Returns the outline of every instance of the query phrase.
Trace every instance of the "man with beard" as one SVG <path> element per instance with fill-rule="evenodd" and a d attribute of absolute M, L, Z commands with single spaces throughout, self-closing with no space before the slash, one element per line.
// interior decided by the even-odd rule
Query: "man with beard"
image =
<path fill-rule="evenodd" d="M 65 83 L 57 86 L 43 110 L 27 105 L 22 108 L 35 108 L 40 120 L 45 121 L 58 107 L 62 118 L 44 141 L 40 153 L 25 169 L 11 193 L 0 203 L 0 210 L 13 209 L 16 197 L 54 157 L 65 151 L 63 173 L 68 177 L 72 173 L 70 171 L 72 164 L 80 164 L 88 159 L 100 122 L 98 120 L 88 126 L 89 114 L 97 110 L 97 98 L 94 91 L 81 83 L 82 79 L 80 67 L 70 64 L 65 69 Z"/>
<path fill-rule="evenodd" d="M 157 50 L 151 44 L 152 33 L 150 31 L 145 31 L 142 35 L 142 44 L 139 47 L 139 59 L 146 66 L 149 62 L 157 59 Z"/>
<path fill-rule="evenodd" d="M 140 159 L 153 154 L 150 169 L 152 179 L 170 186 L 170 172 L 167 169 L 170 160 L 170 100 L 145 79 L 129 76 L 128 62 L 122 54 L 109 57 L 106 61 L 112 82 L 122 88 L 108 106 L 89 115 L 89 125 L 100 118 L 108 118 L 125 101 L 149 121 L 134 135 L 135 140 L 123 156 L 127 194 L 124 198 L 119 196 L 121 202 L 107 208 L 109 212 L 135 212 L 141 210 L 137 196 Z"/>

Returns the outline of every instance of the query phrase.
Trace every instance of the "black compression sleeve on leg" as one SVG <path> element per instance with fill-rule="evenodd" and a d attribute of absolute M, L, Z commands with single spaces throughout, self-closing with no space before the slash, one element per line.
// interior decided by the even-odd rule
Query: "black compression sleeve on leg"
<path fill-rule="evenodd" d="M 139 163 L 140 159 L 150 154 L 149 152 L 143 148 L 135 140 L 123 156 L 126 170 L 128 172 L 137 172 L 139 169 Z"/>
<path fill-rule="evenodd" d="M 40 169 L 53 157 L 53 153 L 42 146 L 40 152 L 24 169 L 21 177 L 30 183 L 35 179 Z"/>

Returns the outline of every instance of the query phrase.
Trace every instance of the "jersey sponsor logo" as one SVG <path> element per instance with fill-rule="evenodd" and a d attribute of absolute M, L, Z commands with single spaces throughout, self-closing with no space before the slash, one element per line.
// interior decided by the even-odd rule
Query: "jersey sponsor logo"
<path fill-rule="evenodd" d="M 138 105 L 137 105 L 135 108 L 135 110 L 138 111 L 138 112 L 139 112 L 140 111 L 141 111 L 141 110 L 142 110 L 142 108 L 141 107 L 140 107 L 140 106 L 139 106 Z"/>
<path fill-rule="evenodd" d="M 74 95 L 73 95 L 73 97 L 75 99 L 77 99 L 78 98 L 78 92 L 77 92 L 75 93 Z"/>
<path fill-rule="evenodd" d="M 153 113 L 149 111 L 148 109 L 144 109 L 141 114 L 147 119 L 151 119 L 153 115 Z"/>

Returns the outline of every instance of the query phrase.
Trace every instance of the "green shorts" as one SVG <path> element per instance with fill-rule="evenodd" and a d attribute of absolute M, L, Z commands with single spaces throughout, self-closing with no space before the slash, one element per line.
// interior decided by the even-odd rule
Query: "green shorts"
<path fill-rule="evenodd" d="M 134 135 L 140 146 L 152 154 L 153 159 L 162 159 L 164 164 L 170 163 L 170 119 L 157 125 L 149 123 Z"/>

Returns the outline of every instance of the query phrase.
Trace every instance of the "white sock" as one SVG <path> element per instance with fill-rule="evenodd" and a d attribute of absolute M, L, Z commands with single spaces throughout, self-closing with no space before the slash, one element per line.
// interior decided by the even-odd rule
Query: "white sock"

+--

▶ **DESCRIPTION OF THE TASK**:
Your task is to repeat the data exactly; please include every line.

▶ **WORKED ANSWER**:
Returns the outline of every instance of the query phrase.
Trace every instance of the "man with beard" as one SVG <path> element per instance with fill-rule="evenodd" and a d attribute of absolute M, L, Z commands with single spaces throughout, self-closing with no space before the slash, one element per line.
// interior decided by the even-odd rule
Query: "man with beard"
image =
<path fill-rule="evenodd" d="M 65 83 L 57 86 L 43 110 L 27 105 L 22 108 L 35 108 L 40 120 L 45 121 L 58 107 L 62 118 L 44 141 L 40 153 L 25 169 L 11 193 L 0 203 L 0 210 L 13 209 L 16 197 L 54 157 L 65 151 L 63 173 L 68 177 L 72 173 L 70 171 L 72 164 L 80 164 L 88 159 L 100 122 L 98 120 L 88 126 L 89 114 L 97 110 L 97 98 L 94 91 L 81 83 L 82 79 L 80 67 L 70 64 L 65 69 Z"/>
<path fill-rule="evenodd" d="M 157 50 L 151 44 L 152 33 L 150 31 L 145 31 L 142 35 L 142 44 L 139 47 L 139 59 L 146 66 L 149 62 L 157 59 Z"/>
<path fill-rule="evenodd" d="M 140 159 L 153 154 L 150 169 L 152 179 L 170 186 L 170 172 L 167 169 L 170 160 L 170 100 L 145 79 L 129 76 L 128 62 L 122 54 L 109 57 L 106 61 L 112 82 L 122 88 L 108 106 L 89 115 L 89 125 L 100 118 L 108 118 L 125 101 L 149 121 L 134 135 L 135 140 L 123 156 L 127 194 L 124 198 L 119 196 L 121 202 L 107 208 L 109 212 L 135 212 L 141 210 L 137 196 Z"/>

Returns the outline of every instance of the query phrase.
Trace every instance of the "black compression sleeve on leg" as one SVG <path> element per instance with fill-rule="evenodd" and a d attribute of absolute M, L, Z commands with single spaces throughout, self-closing with no space before the slash, one element per line.
// interior decided by the even-odd rule
Query: "black compression sleeve on leg"
<path fill-rule="evenodd" d="M 139 163 L 140 159 L 150 154 L 149 152 L 143 148 L 135 140 L 123 156 L 126 170 L 128 172 L 137 172 L 139 169 Z"/>
<path fill-rule="evenodd" d="M 40 169 L 53 157 L 53 153 L 42 146 L 40 152 L 24 169 L 21 177 L 30 183 L 35 179 Z"/>

Returns the outline of every instance of the query phrase.
Trace every instance of the "jersey sponsor logo" as one SVG <path> element per instance with fill-rule="evenodd" and a d attribute of absolute M, L, Z commands with single spaces throughout, self-closing with no space before the slash, one element per line.
// interior decided by the even-odd rule
Query: "jersey sponsor logo"
<path fill-rule="evenodd" d="M 138 105 L 137 105 L 135 108 L 135 110 L 138 111 L 138 112 L 139 112 L 140 111 L 141 111 L 141 110 L 142 110 L 142 108 L 141 107 L 140 107 L 140 106 L 139 106 Z"/>
<path fill-rule="evenodd" d="M 74 95 L 73 95 L 73 97 L 75 99 L 77 99 L 78 98 L 78 92 L 77 92 L 75 93 Z"/>
<path fill-rule="evenodd" d="M 153 113 L 149 111 L 148 109 L 144 109 L 141 114 L 147 119 L 151 119 L 153 115 Z"/>

Returns the outline of every instance of the query phrase.
Trace every instance of the "green shorts" as one SVG <path> element per instance with fill-rule="evenodd" and a d attribute of absolute M, L, Z commands with single spaces throughout, self-closing with no space before the slash, one element per line.
// interior decided by the even-odd rule
Query: "green shorts"
<path fill-rule="evenodd" d="M 134 135 L 140 146 L 152 154 L 153 159 L 162 159 L 164 164 L 170 163 L 170 119 L 157 125 L 149 123 Z"/>

Returns the outline of every instance of the query phrase.
Trace every instance of the "white sock" as one SVG <path> element per instance with fill-rule="evenodd" and a d attribute of absolute M, L, Z commands with single spaces throughout, self-closing with no space before the slash, one element per line.
// interior decided by the even-odd rule
Query: "white sock"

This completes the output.